| 本文 |
== == ==

【11月7日 AFP】五輪のモットーは、「より速く、より高く、より強く」だが、われわれが人体の限界に到達したとしたらどうなるだろう?

 もし運動競技の次なる進化が人工的あるいはドーピングによるものでないのであれば、短距離からマラソンに至るまでの陸上競技に関しては、記録が更新される時代は終わりに近づきつつあるかもしれない。一部の科学者らがそのような見解を示している。

 事実、2017年に開催された第16回世界陸上ロンドン大会(16th IAAF World Championships in Athletics London)では、女子50キロ競歩でのみ世界記録が更新された。同競技は今大会で初めて実施された。

 また、2016年のリオデジャネイロ五輪でも、陸上競技での世界記録の更新は、男子400メートルと女子1万メートルのわずか2種目にとどまった。

 仏スポーツ生物医学・疫学研究機関(IRMES)の専門家は、20世紀には記録更新で大きな向上がみられたが、近年では「多くの競技でその変化がほぼ皆無となりつつある」と指摘する。

 IRMESは2007年、現在のような形となった1896年以降の五輪大会の記録を分析。その結果、アスリートたちは、人間が持つ生理学上の限界99%に到達していることが分かったとしている。

 最近でも、信じられないような好記録は出ている。ケニアのエリウド・キプチョゲ(Eliud Kipchoge)選手は今年5月、マラソンで初めて2時間に迫るタイムをたたき出し、その名を不朽のものとする一歩手前まで近づいた。あと25秒早かったらキプチョゲ選手は伝説となっていたかもしれない。

 しかしこの記録は、米スポーツ用品大手ナイキ(Nike)がスポンサーとなって行われた好条件下でのイベントで達成されたもので、公式には世界記録と認定されていない。現在の世界記録は、同じくケニアのデニス・キメット(Dennis Kimetto)選手が持つ2時間2分57秒だ。

 42.195キロを走る伝統的なマラソンをめぐっては、コーチや科学者らが長年、べストなパフォーマンスに最適な条件を模索してきた。

 これについて、スポーツ界での公平性の促進を目指す機関「Athletes for Transparency」の専門家は、理想的な気温約12度以外にも、ランナーが小柄であることといった「体格から生理学および生体力学的な基準に至るまで、競技には数十の要素がある」と話す。

== == ==

| 対象データ |
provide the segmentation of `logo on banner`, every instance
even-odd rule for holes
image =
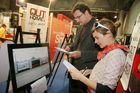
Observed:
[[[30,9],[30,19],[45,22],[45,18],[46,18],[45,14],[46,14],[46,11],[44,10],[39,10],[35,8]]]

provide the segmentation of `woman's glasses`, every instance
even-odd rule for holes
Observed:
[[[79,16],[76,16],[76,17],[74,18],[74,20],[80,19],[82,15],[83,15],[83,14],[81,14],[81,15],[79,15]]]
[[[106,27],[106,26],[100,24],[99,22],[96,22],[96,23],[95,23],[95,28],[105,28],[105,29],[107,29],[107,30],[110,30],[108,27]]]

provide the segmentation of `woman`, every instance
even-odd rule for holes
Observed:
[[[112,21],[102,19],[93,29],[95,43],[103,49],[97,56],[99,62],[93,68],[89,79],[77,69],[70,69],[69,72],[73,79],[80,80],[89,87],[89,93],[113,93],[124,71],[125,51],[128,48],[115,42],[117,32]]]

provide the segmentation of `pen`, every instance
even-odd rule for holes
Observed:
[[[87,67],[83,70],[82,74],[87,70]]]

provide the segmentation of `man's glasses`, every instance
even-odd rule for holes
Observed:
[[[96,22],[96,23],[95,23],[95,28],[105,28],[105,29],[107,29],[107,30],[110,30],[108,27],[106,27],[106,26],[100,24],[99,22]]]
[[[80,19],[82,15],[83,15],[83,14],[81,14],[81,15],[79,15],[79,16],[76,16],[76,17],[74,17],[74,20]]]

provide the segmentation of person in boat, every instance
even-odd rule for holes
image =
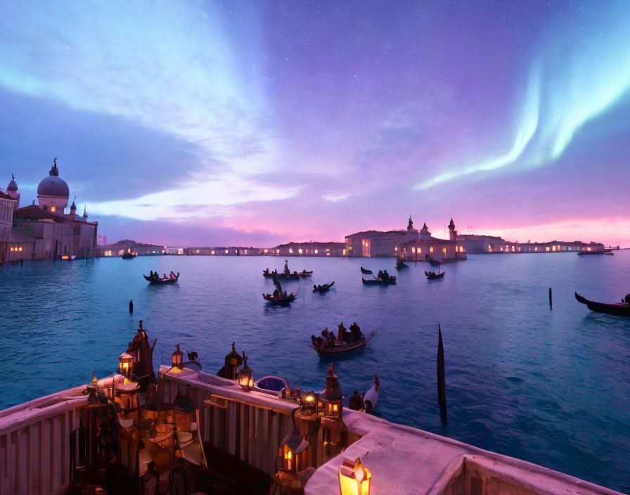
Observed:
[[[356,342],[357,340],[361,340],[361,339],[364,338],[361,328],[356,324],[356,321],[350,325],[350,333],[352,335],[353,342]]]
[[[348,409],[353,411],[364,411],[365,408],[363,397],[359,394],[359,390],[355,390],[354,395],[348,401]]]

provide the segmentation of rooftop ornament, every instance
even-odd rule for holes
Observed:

== == ==

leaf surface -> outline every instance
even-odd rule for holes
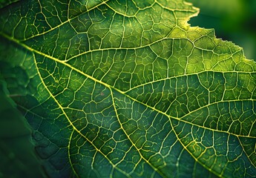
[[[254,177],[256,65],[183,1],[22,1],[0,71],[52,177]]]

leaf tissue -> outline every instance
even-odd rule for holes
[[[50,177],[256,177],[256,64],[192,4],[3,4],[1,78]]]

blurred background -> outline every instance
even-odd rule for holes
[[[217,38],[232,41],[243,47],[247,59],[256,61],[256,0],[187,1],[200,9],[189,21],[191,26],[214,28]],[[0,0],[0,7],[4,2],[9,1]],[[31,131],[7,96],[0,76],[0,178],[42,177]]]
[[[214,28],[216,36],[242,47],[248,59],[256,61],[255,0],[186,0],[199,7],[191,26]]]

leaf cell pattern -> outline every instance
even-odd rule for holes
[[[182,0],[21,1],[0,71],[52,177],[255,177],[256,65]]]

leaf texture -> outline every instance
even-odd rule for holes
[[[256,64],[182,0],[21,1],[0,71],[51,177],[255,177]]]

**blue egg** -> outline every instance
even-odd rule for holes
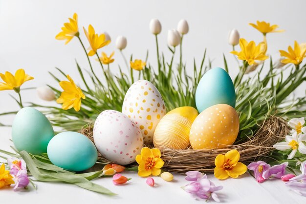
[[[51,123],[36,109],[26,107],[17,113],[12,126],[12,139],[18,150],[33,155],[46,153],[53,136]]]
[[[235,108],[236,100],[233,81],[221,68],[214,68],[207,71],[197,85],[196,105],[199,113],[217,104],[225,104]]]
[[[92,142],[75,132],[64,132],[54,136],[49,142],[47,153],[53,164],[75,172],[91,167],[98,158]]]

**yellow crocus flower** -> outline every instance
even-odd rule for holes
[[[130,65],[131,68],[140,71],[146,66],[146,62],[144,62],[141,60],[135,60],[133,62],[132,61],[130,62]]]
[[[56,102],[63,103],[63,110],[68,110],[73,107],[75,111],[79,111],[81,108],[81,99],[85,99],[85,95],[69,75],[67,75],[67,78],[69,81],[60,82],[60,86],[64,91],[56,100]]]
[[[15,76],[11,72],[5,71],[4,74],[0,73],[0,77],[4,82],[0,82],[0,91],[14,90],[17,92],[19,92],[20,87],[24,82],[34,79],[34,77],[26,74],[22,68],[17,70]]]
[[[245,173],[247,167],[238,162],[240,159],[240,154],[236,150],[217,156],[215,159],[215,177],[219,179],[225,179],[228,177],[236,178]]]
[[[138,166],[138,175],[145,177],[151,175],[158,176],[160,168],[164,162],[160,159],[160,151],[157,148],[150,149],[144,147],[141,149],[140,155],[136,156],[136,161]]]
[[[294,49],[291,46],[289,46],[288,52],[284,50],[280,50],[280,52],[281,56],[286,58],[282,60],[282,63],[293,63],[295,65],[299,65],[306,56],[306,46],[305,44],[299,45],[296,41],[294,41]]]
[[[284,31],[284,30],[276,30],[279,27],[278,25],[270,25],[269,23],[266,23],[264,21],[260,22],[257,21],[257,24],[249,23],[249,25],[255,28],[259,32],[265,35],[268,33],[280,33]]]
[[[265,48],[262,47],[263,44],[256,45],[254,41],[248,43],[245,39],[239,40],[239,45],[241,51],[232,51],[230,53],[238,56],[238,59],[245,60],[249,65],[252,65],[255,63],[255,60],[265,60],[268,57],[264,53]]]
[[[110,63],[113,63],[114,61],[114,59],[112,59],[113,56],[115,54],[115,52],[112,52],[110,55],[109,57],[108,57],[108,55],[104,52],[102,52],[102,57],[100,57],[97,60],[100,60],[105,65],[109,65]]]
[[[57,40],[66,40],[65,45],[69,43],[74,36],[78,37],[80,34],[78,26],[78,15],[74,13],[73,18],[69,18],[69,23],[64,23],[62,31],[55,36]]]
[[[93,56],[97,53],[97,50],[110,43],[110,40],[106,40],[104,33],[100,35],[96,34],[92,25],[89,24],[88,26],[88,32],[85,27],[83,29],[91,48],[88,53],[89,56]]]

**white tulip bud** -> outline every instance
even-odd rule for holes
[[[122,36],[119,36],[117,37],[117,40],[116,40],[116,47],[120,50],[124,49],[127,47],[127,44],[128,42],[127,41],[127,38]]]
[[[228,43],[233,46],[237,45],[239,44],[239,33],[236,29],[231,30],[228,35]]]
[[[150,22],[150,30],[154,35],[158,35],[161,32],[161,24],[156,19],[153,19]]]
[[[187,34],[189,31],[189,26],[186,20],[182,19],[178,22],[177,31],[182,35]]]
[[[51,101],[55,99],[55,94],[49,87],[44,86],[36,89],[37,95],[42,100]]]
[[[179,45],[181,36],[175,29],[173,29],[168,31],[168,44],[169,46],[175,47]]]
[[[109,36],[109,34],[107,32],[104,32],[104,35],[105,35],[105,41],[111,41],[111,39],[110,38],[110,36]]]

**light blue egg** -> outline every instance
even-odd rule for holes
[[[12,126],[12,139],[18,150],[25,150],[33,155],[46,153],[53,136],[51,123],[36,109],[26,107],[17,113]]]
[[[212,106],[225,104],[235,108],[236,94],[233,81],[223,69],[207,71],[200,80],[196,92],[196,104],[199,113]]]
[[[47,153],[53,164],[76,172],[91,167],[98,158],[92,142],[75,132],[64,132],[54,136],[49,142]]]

== == ==

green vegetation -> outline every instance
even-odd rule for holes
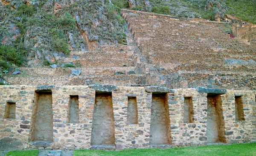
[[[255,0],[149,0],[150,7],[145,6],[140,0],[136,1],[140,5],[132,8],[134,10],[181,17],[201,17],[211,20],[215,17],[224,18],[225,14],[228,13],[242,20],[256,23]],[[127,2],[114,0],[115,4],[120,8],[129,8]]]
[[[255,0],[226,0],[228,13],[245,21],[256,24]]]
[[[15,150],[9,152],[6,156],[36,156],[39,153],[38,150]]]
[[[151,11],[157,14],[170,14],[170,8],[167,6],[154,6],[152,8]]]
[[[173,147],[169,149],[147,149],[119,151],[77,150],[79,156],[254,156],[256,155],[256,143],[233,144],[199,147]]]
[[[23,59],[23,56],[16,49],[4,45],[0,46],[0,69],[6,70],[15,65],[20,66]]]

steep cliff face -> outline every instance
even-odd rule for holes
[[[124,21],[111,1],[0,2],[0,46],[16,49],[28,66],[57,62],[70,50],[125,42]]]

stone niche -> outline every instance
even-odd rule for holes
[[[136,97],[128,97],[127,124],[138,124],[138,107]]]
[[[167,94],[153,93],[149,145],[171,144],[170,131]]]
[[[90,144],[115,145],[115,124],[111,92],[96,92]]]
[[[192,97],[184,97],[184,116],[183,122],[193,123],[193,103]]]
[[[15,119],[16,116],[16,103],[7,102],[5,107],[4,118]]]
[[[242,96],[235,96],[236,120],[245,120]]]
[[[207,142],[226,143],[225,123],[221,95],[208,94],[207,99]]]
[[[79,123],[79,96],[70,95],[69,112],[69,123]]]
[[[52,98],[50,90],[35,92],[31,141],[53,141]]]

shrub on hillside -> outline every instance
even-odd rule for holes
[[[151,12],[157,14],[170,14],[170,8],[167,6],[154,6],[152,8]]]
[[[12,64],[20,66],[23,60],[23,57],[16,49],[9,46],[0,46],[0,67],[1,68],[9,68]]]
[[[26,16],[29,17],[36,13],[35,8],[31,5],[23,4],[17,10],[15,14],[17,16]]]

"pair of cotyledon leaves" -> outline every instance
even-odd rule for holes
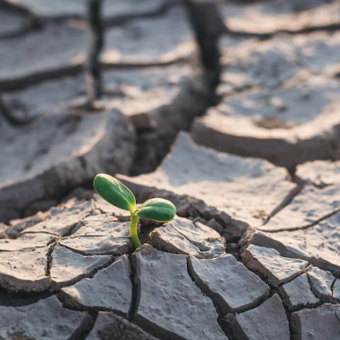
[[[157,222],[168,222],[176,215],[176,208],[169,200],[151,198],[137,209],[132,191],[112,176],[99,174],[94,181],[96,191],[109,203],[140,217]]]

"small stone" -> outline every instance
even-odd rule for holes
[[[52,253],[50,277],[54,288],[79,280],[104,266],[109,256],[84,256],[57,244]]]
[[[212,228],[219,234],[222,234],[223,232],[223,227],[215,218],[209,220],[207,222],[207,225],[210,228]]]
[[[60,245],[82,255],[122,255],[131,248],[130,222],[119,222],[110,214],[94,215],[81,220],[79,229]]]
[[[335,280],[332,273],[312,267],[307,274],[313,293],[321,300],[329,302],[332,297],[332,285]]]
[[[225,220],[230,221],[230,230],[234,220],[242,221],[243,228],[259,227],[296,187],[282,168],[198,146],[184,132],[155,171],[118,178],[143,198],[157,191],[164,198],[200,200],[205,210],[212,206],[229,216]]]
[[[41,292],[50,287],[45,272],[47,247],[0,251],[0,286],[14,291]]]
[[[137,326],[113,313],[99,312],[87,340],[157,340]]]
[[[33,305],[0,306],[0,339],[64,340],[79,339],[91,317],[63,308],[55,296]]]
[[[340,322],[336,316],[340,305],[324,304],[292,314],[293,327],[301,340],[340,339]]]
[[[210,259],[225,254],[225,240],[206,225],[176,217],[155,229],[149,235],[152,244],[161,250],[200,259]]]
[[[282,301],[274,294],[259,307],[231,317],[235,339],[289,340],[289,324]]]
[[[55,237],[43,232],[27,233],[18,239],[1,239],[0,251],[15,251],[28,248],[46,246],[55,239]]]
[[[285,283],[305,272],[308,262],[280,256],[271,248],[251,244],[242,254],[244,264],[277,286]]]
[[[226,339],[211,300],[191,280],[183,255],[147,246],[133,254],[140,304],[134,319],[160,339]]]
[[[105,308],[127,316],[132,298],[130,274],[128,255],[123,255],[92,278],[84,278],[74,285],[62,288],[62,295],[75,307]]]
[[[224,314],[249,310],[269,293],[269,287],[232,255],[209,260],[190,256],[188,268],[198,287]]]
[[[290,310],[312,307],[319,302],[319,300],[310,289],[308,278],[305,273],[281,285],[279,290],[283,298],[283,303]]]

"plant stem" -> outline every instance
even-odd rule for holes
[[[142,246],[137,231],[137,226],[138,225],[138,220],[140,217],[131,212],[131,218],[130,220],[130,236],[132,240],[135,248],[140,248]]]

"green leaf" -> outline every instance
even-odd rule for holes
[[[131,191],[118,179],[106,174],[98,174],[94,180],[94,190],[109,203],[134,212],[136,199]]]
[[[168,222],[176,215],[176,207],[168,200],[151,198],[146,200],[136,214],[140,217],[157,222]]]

== == ==

陸上競技の記録を扱った本文によると、マラソンの現在の世界記録を持つのは誰で、そのタイムは何時間何分何秒ですか。

ケニアのデニス・キメット選手で、タイムは2時間2分57秒です。